**SHORT EXERCISE A**
Repeat word for word the entries starting at the line that contains "Lane-count request: drop a dot on each instance of the pen" and ending with the final line of the entries.

**TEXT PASSAGE**
---

Maltese Islands: Snorkeling in the Mediterranean Sea

Malta is the largest of the three main islands that make up the Republic of Malta in the Mediterranean Sea. The island of Gozo lies just to the north with the tiny island of Comino situated between them.

About 60 miles south of Sicily and 290 miles north of the African coast, this island cluster that enjoys some of the best climate in all of Europe. It hosts remarkable snorkeling from the islands' shores throughout most of the year. The sparkling waters and beautiful beaches draw people back to these shores year after year.

It's the calmness of these waters and their crystal clarity that make this an ideal destination for snorkelers. Rocky coasts turn into caves and caverns under the water creating a fantastic topography to explore. The sea surrounding the island is nearly tide-less and the visibility can easily be 30 and 40 meters in depth.


Kalmar, Malta

The capital of Malta, Valletta, may well have been the best fortified city in the medieval world. Valletta was built at the top of Mount Sceberras and is surrounded on 3 sides by the sea. A perfect location for water lovers! Narrow picturesque streets lined with great shopping and an exciting night life make Malta a fabulous snorkeling vacation site.

Sandy beaches are primarily found in the northwest area of Malta. The two most popular vacation spots are Mellieha Bay, which has the greatest expanse of sand, and Golden Bay. Families with small children especially enjoy the clear, shallow water at Mellieha Bay.


If you love walking tours and moving through life at a leisurely pace, you won't want to miss Malta's little sister island, Gozo. This island, thought to be the Calypso isle of Homer's Odyssey, is known the world around for it's amazing snorkeling sites, surely the best in the Mediterranean.

The rocky seacoasts, spectacular caves, pristine beaches and crystal clear waters invite you to explore the colorful life under the sea. With more arches, overhangs, and crevices to count, you'll be engaged for hours discovering the coral and marine life surrounding this island. Dwerja Point, Fungus Rock and the Blue Hole are the most notable locations.

Since 2006, dolphins have been sighted around Gozo, mostly in the winter months when the water temperature is cooler. That's when the larger pelagic fish, which are a food supply for these marine mammals, are likely to be closer to the islands. Pelagic fish (and birds) live in the open oceans or seas rather than in waters close to the shore or inland waters.

---

**SHORT EXERCISE B**
Reproduce the Malta snorkeling passage word for word, starting at "It's the calmness" and ending at "snorkeling vacation site.".

Coordinate labeling data
---

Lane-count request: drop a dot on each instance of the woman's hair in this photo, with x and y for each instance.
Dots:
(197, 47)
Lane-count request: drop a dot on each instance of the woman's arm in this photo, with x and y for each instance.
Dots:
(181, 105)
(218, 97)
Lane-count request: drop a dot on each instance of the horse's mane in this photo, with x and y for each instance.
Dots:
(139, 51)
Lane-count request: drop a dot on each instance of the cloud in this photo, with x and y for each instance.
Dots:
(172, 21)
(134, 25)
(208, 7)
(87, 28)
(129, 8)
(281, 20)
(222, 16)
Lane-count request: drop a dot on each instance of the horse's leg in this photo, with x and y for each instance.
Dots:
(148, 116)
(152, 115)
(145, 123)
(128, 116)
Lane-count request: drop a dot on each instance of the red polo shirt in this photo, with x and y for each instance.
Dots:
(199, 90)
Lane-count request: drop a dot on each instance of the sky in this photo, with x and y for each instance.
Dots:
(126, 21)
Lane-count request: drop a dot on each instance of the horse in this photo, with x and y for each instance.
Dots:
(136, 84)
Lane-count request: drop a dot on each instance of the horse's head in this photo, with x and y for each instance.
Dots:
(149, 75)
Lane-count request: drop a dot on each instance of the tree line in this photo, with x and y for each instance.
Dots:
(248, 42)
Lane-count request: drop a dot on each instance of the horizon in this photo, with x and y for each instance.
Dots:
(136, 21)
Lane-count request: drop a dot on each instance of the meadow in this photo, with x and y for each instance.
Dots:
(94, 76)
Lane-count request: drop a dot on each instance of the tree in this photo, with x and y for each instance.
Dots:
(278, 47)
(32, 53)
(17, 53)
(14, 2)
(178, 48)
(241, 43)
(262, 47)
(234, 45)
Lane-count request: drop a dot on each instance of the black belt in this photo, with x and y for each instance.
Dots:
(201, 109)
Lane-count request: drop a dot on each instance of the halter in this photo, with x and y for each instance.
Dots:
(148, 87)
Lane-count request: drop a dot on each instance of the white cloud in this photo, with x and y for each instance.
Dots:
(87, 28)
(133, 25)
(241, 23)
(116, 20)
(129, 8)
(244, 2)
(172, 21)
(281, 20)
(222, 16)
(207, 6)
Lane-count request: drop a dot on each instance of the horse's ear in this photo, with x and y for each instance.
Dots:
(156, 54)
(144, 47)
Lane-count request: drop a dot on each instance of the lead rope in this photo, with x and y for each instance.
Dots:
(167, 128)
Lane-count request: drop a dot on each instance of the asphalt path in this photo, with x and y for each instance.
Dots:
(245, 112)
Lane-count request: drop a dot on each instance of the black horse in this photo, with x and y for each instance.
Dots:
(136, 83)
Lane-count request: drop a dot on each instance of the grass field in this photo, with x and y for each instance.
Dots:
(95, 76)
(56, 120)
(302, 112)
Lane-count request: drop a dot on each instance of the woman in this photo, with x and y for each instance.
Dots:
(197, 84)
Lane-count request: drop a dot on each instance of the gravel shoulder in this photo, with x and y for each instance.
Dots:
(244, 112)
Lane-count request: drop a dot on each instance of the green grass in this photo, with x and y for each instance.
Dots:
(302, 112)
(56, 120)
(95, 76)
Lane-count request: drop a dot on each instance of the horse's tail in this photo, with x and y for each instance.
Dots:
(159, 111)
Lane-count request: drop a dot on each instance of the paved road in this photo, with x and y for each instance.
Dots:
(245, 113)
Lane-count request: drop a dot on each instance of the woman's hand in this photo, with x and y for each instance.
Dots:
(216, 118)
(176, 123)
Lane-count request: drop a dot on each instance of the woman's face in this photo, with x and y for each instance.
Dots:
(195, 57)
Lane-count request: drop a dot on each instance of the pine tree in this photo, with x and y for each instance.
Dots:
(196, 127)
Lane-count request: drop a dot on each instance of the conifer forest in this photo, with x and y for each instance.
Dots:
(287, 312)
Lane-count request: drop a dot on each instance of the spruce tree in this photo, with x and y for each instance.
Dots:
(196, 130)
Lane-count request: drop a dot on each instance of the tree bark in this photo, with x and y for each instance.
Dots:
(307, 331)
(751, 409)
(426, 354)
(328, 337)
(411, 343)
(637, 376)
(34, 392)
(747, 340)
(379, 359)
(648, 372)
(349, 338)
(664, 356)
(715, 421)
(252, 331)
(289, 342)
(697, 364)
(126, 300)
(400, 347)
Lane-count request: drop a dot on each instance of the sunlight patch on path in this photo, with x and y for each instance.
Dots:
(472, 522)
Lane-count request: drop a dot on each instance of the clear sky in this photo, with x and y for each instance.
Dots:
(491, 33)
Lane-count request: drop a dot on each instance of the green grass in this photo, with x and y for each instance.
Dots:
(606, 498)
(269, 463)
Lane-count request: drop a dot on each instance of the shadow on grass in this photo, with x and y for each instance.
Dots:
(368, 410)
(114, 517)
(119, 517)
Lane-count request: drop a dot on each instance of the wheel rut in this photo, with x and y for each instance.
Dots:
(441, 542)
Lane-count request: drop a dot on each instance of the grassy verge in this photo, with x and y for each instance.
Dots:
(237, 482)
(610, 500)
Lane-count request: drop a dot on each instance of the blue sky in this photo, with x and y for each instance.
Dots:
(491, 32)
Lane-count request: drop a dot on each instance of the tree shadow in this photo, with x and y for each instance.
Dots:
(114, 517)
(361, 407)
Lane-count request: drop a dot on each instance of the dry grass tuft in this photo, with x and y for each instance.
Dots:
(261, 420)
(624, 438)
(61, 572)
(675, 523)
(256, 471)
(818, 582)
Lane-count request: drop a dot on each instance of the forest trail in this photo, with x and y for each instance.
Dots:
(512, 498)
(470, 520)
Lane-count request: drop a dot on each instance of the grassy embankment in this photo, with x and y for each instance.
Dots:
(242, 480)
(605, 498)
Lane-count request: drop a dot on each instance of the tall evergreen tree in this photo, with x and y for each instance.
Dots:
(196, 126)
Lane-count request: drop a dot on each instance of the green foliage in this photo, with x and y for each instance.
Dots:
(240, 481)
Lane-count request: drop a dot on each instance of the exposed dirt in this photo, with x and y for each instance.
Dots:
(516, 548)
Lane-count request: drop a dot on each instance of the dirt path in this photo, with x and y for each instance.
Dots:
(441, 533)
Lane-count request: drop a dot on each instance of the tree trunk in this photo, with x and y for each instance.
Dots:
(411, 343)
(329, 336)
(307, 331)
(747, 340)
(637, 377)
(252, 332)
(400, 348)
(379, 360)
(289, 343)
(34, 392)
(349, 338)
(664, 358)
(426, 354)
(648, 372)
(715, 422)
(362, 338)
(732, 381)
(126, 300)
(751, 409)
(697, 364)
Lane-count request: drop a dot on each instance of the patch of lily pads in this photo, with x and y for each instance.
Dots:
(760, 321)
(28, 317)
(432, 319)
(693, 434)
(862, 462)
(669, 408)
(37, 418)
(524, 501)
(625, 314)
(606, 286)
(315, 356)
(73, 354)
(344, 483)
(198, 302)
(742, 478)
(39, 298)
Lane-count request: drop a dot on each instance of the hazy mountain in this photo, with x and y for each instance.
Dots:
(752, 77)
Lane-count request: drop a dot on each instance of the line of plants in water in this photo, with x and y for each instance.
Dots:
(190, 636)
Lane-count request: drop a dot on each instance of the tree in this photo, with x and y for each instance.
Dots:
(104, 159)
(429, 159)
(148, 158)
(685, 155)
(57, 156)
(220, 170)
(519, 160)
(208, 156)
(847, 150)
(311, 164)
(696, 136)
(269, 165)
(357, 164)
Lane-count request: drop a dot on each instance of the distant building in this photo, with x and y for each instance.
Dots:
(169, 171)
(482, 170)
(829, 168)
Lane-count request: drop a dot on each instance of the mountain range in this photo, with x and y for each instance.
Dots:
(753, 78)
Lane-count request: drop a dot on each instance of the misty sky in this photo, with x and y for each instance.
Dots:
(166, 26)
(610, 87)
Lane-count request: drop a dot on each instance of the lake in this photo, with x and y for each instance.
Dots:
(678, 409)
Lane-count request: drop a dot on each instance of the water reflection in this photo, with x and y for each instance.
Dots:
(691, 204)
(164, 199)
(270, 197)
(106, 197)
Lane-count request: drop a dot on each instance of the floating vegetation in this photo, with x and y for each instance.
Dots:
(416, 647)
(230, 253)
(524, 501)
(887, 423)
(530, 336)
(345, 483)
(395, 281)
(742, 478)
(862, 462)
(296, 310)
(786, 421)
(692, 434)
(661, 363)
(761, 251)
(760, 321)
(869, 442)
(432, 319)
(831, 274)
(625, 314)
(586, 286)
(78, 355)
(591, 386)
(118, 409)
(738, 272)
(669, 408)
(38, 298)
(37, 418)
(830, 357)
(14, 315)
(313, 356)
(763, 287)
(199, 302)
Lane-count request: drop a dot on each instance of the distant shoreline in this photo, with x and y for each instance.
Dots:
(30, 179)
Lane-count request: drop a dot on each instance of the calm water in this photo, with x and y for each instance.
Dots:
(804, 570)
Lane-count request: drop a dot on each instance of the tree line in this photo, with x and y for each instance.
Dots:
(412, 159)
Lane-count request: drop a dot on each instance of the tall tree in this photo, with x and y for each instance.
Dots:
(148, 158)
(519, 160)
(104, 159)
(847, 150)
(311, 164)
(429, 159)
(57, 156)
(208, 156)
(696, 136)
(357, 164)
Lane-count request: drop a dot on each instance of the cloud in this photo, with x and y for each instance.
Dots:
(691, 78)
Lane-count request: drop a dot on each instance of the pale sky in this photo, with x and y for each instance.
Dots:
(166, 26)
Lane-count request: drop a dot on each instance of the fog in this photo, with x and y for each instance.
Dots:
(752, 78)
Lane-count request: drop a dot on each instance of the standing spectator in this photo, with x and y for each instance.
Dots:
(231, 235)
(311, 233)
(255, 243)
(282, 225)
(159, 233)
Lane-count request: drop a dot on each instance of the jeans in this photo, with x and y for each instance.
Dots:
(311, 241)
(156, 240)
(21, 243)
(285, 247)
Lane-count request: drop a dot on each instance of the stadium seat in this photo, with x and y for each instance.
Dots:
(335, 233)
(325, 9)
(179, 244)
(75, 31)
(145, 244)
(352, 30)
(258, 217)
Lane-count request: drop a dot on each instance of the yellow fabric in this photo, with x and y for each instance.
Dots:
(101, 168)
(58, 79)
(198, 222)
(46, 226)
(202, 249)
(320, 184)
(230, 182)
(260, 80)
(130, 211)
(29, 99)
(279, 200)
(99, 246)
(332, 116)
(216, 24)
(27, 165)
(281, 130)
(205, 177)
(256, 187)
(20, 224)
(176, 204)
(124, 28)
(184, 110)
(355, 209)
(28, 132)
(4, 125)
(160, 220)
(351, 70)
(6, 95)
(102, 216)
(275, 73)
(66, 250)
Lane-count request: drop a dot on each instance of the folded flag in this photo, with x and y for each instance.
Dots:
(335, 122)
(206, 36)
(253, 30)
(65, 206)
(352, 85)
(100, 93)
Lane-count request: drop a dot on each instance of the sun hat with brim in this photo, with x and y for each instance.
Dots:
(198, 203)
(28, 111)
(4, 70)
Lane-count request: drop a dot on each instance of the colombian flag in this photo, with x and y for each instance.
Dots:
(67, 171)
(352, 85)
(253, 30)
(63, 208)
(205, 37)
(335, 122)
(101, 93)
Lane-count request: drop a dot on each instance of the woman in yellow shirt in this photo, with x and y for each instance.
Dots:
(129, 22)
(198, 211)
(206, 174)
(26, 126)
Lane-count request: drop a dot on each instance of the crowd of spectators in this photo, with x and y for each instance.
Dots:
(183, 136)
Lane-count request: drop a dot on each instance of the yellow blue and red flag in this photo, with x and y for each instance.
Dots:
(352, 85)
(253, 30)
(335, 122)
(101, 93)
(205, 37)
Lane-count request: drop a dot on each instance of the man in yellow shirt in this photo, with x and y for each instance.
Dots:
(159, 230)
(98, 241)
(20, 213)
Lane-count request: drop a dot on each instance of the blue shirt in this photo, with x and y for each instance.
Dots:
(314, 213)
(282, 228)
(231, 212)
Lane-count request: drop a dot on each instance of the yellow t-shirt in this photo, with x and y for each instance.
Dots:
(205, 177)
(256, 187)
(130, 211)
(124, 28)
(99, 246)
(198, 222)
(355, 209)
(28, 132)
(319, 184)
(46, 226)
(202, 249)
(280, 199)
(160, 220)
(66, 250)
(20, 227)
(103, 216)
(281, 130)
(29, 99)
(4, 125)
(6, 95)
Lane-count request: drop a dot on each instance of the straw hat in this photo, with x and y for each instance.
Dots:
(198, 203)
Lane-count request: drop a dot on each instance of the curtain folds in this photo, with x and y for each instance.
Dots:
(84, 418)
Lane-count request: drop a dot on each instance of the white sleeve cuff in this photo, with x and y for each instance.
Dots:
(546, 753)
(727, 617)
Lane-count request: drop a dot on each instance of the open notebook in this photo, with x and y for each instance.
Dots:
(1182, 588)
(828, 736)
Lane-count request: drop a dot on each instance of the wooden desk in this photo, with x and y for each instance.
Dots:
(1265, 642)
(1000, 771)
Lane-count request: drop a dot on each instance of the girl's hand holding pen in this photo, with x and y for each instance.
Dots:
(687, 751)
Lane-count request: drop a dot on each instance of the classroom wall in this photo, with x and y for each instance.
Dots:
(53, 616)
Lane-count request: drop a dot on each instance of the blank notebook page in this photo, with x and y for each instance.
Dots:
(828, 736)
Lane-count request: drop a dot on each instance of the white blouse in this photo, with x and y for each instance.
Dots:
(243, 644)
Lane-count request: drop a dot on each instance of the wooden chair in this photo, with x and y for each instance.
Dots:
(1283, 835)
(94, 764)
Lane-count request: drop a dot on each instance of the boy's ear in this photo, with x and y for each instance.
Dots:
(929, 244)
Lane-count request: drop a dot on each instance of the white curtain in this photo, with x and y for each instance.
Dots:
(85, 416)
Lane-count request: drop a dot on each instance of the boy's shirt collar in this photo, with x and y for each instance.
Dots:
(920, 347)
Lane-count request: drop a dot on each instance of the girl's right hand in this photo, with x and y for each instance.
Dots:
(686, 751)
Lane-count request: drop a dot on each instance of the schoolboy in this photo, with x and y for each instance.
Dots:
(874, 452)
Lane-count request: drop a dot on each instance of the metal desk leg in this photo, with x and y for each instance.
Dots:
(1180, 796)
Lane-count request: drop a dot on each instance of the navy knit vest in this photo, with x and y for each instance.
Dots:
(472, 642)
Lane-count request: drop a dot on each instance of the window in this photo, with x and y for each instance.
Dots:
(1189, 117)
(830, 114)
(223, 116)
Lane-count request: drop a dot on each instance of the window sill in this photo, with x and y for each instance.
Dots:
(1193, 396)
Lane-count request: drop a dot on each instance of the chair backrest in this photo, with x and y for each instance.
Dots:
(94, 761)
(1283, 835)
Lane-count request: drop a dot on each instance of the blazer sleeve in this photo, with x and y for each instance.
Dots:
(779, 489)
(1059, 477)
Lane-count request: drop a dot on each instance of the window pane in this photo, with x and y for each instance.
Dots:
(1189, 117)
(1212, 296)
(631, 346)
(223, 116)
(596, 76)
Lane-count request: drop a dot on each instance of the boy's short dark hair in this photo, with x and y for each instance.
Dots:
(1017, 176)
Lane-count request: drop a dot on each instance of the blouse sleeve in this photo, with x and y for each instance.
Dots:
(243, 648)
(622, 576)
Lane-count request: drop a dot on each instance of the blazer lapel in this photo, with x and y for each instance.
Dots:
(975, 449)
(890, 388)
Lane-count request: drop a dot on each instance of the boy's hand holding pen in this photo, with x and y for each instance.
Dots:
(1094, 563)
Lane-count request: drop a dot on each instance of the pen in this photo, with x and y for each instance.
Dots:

---

**WRITTEN RESPONSE A**
Lane-count request: drop a dot on each instance of the pen in this photo, with x and y for each instance.
Dots:

**WRITTEN RESPONSE B**
It's the calmness of these waters and their crystal clarity that make this an ideal destination for snorkelers. Rocky coasts turn into caves and caverns under the water creating a fantastic topography to explore. The sea surrounding the island is nearly tide-less and the visibility can easily be 30 and 40 meters in depth.


Kalmar, Malta

The capital of Malta, Valletta, may well have been the best fortified city in the medieval world. Valletta was built at the top of Mount Sceberras and is surrounded on 3 sides by the sea. A perfect location for water lovers! Narrow picturesque streets lined with great shopping and an exciting night life make Malta a fabulous snorkeling vacation site.